- _SOURCE DATA_
——————————
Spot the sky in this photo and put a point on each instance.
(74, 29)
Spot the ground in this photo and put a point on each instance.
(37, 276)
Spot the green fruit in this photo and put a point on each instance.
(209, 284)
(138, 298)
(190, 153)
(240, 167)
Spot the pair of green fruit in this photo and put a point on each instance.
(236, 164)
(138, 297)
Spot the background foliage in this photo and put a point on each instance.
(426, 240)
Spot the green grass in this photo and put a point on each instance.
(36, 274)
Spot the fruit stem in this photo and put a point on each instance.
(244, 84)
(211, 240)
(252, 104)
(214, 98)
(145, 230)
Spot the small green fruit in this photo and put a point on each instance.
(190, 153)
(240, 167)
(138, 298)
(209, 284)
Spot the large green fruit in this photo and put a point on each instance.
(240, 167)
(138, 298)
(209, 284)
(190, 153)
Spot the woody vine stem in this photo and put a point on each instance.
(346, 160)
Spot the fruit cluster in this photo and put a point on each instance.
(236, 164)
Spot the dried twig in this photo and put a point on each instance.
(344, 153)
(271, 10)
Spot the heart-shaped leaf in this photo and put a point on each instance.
——————————
- _WHAT IS REQUIRED_
An unaltered copy of the listing above must form the answer.

- _WRITTEN SOLUTION_
Spot the sky in this photo and put a point on each instance.
(74, 29)
Spot the ground in this photo and put a point on each instance.
(37, 276)
Spot the green fruit in this photo and put a point on each instance.
(209, 284)
(138, 298)
(190, 153)
(240, 167)
Spot the pair of green fruit in this photo and put a point on each instance.
(236, 164)
(138, 297)
Spot the background foliage in this photo and put a point on each instance.
(426, 240)
Spot the green grass in this photo and put a point on each instance.
(36, 274)
Spot the fruit stem in this photo and put a point on each instance.
(244, 84)
(211, 240)
(252, 104)
(214, 98)
(145, 230)
Spot the small green fruit in this photo and put a point on each instance.
(190, 153)
(240, 167)
(138, 298)
(209, 284)
Spot the large green fruit in this photo and put a point on each instance.
(240, 167)
(138, 298)
(209, 284)
(190, 153)
Spot the woody vine stem in this photo and put a point on each instance.
(346, 160)
Spot the fruit cluster in this photo and put a point on each instance.
(236, 164)
Spot the dried twig in this photo and put a point on each instance.
(344, 153)
(271, 10)
Spot the heart-shaped leaf in this photo and put a point on each instance.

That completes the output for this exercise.